→ **EXERCISE REQUIREMENTS**
(a) Reproduce the part of the forum thread on the Compton wavelength from "Alejandro says, in" up to and including "the area quantum.".
(b) Using the forum thread on the Compton wavelength, decide whether each statement agrees with it, and answer yes or no with the deciding words quoted from the thread: (i) In natural units, the reduced Compton wavelength of a particle with mass M is 1/M. (ii) The reduced wavelength is the cyclic one multiplied by 2pi. (iii) In the example of slow sweeping, it takes 3 time units to sweep out 1 area unit.

**** DOCUMENT SEGMENT

Originally posted by arivero
...\ ;-)

Of course you know which other name this length receives, do you?

compton wavelength
nice

**marcus** · Feb7-04, 11:46 AM

Originally posted by marcus
compton wavelength
nice

maybe a little discussion would be appropriate

this is a really nice pensee

(physics haiku?)

in natural units the (reduced) compton a particle with mass M is 1/M

the circular orbit velocity around such a particle is
$LaTeX Code: \\sqrt{\\frac{M}{R}}$

so the rate area is swept out is

$LaTeX Code: R\\sqrt{\\frac{M}{R}}= \\sqrt{MR}$

setting that equal to one (as Alejandro requires) tells us
that R = 1/M

this is the (reduced) compton

(when dealing with G = hbar = c = 1
units one prefers the reduced wavelength which is the cyclic
one divided by 2pi, as well as the angular format for frequency)

**8LPF16** · Feb7-04, 03:26 PM

How does the compton value relate to the Red/Orange line 655nm with no mass?

LPF

**marcus** · Feb7-04, 03:46 PM

Alejandro something is catchy or piquant about the implied argument.
I like it.
Alejandro says, in effect, that a circular orbit cannot sweep out
area at a rate that is slower than the planck rate. He says it must be true for any circular orbit that:

$LaTeX Code: \\sqrt{MR}> 1$

because say the sweeping of area is slower than unity, say that it takes 3 time units to sweep out 1 area unit
then one can divide the time interval up and this leads to
being able to describe an area smaller than the area quantum.
(one can use planck "beats" to divide the indivisible)

********
**** RAW DATA

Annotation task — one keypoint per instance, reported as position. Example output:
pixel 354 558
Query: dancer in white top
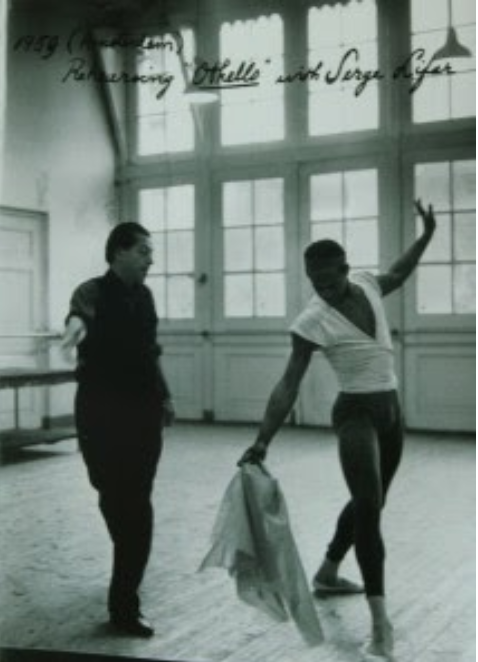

********

→ **SET OF ANSWERS**
(a)
Alejandro says, in effect, that a circular orbit cannot sweep out
area at a rate that is slower than the planck rate. He says it must be true for any circular orbit that:

$LaTeX Code: \\sqrt{MR}> 1$

because say the sweeping of area is slower than unity, say that it takes 3 time units to sweep out 1 area unit
then one can divide the time interval up and this leads to
being able to describe an area smaller than the area quantum.

(b)
(i) Yes: "in natural units the (reduced) compton a particle with mass M is 1/M"
(ii) No: "the reduced wavelength which is the cyclic one divided by 2pi"
(iii) Yes: "say that it takes 3 time units to sweep out 1 area unit"